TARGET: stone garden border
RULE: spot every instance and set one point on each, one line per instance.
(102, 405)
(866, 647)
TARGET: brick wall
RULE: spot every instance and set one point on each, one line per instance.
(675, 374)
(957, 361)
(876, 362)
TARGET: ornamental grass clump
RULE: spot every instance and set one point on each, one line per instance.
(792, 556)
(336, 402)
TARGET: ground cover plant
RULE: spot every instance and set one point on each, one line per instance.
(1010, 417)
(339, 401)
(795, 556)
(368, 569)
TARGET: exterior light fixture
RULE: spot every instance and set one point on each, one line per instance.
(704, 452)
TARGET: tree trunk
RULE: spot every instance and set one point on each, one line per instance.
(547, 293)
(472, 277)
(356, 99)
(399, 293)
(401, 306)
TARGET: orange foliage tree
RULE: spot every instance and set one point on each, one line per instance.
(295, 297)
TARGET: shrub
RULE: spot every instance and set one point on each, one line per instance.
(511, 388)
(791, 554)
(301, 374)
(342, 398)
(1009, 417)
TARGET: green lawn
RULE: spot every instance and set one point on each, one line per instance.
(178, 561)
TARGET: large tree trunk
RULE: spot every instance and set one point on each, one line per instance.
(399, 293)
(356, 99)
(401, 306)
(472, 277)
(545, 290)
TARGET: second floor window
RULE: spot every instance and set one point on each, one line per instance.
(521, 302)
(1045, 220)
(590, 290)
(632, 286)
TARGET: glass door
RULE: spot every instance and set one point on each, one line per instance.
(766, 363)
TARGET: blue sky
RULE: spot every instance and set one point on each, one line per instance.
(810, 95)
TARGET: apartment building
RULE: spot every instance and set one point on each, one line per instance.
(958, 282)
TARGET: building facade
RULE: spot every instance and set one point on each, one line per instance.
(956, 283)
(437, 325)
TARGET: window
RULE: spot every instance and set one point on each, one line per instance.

--

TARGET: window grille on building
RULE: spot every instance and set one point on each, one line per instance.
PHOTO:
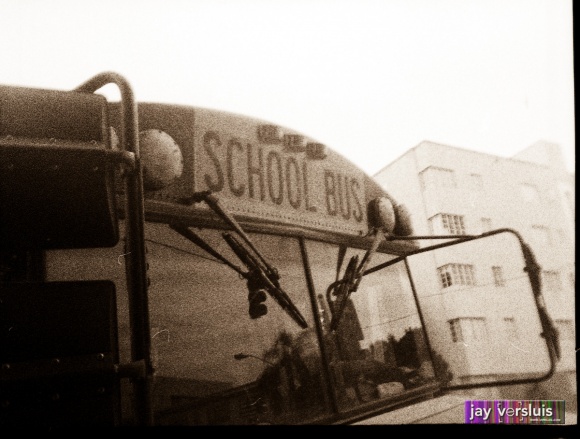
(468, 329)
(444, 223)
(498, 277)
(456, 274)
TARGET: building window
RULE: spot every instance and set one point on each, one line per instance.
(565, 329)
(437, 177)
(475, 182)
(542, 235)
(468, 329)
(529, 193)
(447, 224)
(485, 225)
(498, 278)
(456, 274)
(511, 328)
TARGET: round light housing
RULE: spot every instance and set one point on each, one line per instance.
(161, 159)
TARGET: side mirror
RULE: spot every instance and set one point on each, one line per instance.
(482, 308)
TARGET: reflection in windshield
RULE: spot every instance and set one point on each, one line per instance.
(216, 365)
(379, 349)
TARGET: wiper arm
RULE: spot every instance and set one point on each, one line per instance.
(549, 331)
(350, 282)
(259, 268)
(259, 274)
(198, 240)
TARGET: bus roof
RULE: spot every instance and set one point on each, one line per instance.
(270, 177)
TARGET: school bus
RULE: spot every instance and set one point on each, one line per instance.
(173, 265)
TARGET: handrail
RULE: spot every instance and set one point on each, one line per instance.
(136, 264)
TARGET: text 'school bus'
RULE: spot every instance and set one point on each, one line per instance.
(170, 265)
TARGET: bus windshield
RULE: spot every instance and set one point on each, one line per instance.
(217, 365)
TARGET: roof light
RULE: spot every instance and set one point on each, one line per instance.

* * *

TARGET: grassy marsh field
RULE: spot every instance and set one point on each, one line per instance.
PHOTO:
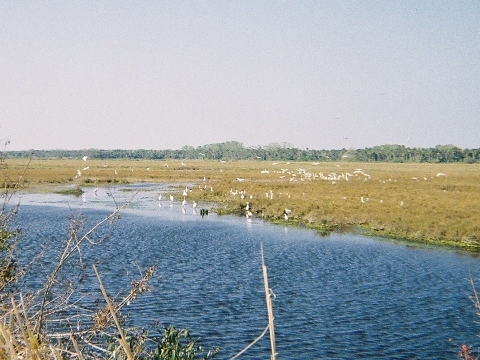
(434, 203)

** Your instructions **
From the records above, copy each line where the word "building" can be found.

** Written response **
TARGET: apartment building
TARGET: building facade
TARGET: window grille on building
TARGET: building window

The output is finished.